LIST OF TASKS:
1. Answer these questions about the text on the Texas eligibility system:
(a) To whom was the letter reaffirming support for modernizing the eligibility system addressed?
(b) Where are the new application options being piloted?
(c) What number did the witness take at the office, and what number was the office on?
2. Write the next part of the text on the Texas eligibility system, picking up after its last sentence.

PAGE EXCERPT:
======
Yes it is- and let's not act like IT didn't know that SAVERR (the ancient system that "seems to be able to get things done") COULD be converted to a web based program and upgraded.
Recently, in a letter to Health and Human Services Executive Commissioner Albert Hawkins, a number of my colleagues in the Texas Legislature and I reaffirmed our support for modernizing the eligibility system for programs such as Medicaid and Food Stamps. The massive overhaul of an antiquated system has not been easy. But it is necessary.
For years there has been an outcry for change to the system. Taxpayer dollars were being exhausted by a very labor-intensive system that cannot keep up with rising caseloads.
The new system will modernize the state's computer systems and business processes. It also will allow Texans to choose how they want to apply for services in person, by phone (FNS still requires a signature to process an application for food stamps, so applying over the phone does nothing more than delay when their case gets started), over the Internet or by fax. These new options are being piloted in four offices in Travis and Hays counties. Although not off to an ideal start, these changes ultimately will make it easier for people to apply for services.
During a recent public hearing, a witness explained to lawmakers that she had to drive 30 minutes to a state office to simply pick up a children's Medicaid application (we would have mailed her one, all she has to do is call). This meant hiring someone to watch after her elderly mother and taking her 33-year-old autistic daughter and 10-year-old grandson with her to the office. When she arrived to the "extremely hot and overcrowded" office, she took number 99, only to discover they were on number 30. (the office is overcrowded now that most of the tenured staff has left after getting a layoff notice, and the people left are doing all they can to keep their heads above water) Because of her autistic daughter's reaction to strange environments, she finally had no other option but to leave the enrollment office, no better off than when she had arrived.
We must make it easier for Texans to apply for the services they need. (Had she gotten her application by mail, and then sent it back, the Children's Medicaid would have been done WITHOUT an interview even being required and her not having to come to the office again.)
======
THE DATA:
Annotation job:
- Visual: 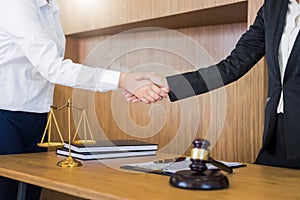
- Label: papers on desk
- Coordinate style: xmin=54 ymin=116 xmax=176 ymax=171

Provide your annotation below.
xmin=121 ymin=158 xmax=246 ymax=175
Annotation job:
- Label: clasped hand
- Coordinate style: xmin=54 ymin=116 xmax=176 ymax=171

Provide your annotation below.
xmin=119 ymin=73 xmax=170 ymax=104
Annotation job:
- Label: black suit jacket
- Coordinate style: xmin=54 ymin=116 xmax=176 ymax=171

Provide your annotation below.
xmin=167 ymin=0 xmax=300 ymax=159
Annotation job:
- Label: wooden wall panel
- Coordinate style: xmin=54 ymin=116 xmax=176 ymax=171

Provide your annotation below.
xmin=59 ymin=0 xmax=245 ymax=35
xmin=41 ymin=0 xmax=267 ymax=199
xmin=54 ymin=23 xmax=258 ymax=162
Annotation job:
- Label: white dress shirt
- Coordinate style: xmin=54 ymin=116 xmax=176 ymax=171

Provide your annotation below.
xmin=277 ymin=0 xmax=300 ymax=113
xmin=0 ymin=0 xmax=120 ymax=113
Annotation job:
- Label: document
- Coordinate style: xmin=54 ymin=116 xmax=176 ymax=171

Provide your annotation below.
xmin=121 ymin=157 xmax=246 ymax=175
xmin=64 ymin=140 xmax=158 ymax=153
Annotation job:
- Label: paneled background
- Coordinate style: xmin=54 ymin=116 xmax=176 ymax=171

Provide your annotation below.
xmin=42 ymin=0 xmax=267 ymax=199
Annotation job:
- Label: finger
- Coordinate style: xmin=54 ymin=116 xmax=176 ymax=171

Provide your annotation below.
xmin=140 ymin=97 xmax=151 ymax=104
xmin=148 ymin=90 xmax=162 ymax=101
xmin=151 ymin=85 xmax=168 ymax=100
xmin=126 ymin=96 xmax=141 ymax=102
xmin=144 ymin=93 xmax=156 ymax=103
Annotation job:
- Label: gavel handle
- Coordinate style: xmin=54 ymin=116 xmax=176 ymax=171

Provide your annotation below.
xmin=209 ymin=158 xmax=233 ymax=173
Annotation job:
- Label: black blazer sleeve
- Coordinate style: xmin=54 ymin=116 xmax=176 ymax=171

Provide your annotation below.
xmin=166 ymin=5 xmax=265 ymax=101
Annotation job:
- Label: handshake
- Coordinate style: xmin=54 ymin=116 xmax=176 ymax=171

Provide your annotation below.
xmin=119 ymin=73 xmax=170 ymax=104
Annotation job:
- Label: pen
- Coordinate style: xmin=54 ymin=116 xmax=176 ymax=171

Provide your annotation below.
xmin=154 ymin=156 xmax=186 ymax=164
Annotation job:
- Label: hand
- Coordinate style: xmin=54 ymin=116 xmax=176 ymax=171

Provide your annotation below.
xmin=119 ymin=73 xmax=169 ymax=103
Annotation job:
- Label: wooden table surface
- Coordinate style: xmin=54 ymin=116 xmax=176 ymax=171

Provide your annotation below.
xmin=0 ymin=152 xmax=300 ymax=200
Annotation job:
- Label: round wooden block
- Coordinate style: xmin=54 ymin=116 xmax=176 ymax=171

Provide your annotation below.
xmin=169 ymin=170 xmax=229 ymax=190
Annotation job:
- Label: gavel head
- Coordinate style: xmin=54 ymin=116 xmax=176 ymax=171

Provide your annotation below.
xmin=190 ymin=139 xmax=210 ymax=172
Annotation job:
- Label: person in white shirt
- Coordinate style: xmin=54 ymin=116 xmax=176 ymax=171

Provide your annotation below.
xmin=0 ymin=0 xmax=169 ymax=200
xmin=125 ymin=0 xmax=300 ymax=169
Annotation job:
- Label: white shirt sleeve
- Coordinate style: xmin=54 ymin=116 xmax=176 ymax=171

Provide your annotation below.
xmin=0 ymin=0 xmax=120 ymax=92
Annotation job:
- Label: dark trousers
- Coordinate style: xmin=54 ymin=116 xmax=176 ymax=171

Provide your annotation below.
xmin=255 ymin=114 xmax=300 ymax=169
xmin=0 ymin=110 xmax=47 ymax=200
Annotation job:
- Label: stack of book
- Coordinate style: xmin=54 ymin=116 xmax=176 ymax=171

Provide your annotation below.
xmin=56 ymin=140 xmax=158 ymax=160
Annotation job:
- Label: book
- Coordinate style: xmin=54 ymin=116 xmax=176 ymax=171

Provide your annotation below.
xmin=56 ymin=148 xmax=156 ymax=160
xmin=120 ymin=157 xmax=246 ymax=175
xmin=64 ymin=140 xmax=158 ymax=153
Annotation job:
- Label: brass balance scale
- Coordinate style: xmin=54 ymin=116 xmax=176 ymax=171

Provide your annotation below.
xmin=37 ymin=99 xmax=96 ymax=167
======
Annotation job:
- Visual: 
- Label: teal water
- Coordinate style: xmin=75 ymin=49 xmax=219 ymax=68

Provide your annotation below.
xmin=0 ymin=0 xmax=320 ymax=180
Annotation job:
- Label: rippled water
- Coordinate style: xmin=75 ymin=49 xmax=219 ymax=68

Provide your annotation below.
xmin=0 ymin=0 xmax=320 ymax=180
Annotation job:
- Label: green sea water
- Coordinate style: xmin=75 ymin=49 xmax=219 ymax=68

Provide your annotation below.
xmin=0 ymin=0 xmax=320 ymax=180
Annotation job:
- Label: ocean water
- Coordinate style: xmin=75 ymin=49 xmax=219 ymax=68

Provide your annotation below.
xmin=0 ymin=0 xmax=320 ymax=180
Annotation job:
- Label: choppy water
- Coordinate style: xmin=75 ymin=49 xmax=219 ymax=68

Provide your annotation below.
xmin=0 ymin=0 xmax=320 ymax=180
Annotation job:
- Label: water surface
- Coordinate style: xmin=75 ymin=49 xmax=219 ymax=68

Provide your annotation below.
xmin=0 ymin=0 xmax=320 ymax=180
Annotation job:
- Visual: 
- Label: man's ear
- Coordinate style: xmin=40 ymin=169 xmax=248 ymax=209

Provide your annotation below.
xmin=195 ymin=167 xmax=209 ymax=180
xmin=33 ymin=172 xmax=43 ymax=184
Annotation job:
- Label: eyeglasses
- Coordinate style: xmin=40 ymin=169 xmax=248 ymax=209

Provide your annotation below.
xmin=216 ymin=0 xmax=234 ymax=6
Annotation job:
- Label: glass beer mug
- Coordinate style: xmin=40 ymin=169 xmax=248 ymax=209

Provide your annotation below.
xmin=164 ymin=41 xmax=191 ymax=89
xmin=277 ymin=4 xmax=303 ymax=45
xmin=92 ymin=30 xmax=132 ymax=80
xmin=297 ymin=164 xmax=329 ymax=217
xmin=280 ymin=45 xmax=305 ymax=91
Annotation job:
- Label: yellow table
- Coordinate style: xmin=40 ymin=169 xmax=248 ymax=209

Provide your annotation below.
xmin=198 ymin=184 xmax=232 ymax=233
======
RESPONSES BY TASK:
1.
(a) Health and Human Services Executive Commissioner Albert Hawkins.
(b) In four offices in Travis and Hays counties.
(c) She took number 99, and the office was on number 30.

2.
In 2005, a statewide poll of Texas benefit recipients found that clients wanted more options, including the ability to apply by phone or Internet from the privacy of their own homes, when applying for benefits. (Again, the clients that are now in the TIERS program - the one that DOESN'T work - are wishing we'd go BACK to the 'old' way, so that they could actually get their benefits...but I digress.)
In the new system, Texans still will be able to apply in person at one of more than 200 offices across the state in addition to the new methods. The system also uses technology and streamlined business processes to reduce costs.
All incoming and outgoing correspondence is scanned and saved to create an electronic case file that can be accessed from any state benefits office. That means that clients who move won't have to wait for their case files to catch up with them.
The modernization of the Texas social service system has drawn fire, some of which has been justified by issues discovered in the pilot phase. The state has been working closely with the contractor, the Texas Access Alliance, to address those problem areas before expanding the pilot to other regions.
But Texans should not forget where we came from a system that caused frustration for the clients who depended on it and the state workers who administered it (State workers that administered it? What is that supposed to mean? That we were part of the problem? Wow- to think all that hard work, and all that enhanced funding that the "state workers" worked so hard for- enhanced funding money that went straight to the GENERAL FUND...yes, let's not forget where we came from). We have made considerable progress in this worthwhile endeavor, and we are on track to provide Texas with a better social services eligibility system.